Records contained in a dataset >>
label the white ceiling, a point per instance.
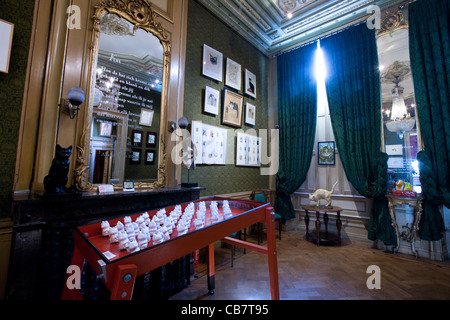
(265, 24)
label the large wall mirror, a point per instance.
(401, 132)
(125, 124)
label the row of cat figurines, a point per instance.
(322, 194)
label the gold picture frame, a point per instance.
(232, 108)
(6, 34)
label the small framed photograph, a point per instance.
(326, 152)
(250, 114)
(105, 129)
(149, 157)
(211, 100)
(146, 117)
(135, 157)
(232, 108)
(233, 75)
(136, 138)
(6, 35)
(250, 84)
(128, 185)
(212, 63)
(151, 139)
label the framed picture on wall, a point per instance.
(135, 156)
(6, 35)
(250, 114)
(232, 108)
(211, 101)
(326, 153)
(210, 143)
(151, 139)
(105, 129)
(212, 63)
(250, 83)
(137, 137)
(146, 117)
(149, 157)
(233, 75)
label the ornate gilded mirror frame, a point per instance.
(141, 15)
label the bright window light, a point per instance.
(320, 68)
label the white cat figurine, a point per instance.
(322, 194)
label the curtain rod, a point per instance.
(334, 31)
(321, 36)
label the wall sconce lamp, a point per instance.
(182, 124)
(72, 104)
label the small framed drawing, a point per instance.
(250, 83)
(211, 100)
(212, 63)
(232, 108)
(326, 153)
(149, 157)
(128, 185)
(6, 35)
(105, 129)
(250, 114)
(151, 139)
(146, 117)
(136, 138)
(233, 75)
(135, 157)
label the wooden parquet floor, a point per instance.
(308, 272)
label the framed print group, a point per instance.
(212, 63)
(250, 84)
(6, 36)
(210, 143)
(149, 157)
(211, 100)
(232, 108)
(233, 75)
(248, 150)
(146, 117)
(326, 153)
(250, 114)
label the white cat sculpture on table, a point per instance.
(320, 194)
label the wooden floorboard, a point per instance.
(308, 272)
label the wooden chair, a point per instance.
(263, 196)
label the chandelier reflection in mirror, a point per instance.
(400, 119)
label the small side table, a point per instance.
(318, 236)
(416, 204)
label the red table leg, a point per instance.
(272, 254)
(123, 284)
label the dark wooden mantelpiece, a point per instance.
(43, 232)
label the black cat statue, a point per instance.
(56, 180)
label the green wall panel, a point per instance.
(20, 13)
(204, 28)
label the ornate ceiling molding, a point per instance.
(265, 24)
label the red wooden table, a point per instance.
(120, 271)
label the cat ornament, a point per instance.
(320, 194)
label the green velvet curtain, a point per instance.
(354, 97)
(429, 36)
(297, 112)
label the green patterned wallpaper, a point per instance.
(11, 94)
(204, 28)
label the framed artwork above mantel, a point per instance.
(6, 36)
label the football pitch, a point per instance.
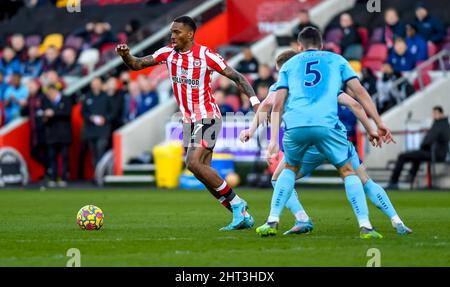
(180, 228)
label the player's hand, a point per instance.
(273, 150)
(245, 135)
(385, 133)
(255, 107)
(122, 50)
(374, 138)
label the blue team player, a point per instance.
(306, 96)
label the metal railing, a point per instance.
(153, 39)
(417, 73)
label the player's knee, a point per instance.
(346, 170)
(193, 165)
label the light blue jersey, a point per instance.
(313, 79)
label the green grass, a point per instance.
(180, 228)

Given problem >> The copy should hold exactly the lines from the line containing "label the chandelier" through the end of the data, both ends included, and no pictures.

Written response >>
label the chandelier reflection in mirror, a point per instance.
(400, 119)
label the small side table, a point per instance.
(318, 236)
(416, 204)
label the red table leg, a point per instance.
(272, 254)
(123, 284)
label the dark wooden mantelpiece, a point per instance.
(43, 232)
label the black cat statue, a point per instance.
(56, 180)
label the green wall panel, a point per instance.
(20, 13)
(204, 28)
label the ornate ceiling molding, a point per instance.
(265, 24)
label the red wooden table, a point per instance.
(120, 271)
label the cat ornament, a point per instance.
(320, 194)
label the green velvet curtain, a point per instance.
(354, 97)
(429, 36)
(297, 112)
label the green patterned wallpaper, a point per instance.
(11, 94)
(204, 28)
label the framed artwork above mantel, a point per instance.
(6, 36)
label the football pitch, a point per instance.
(180, 228)
label the player's hand, a point per instance.
(273, 150)
(245, 135)
(385, 133)
(255, 107)
(122, 50)
(374, 138)
label the blue team player, a point per instance.
(306, 96)
label the metal railing, a point per instance.
(153, 39)
(417, 73)
label the player's knee, a point per instance.
(346, 170)
(193, 165)
label the light blue jersey, a point per instance.
(313, 79)
label the green grass, a point per instance.
(180, 228)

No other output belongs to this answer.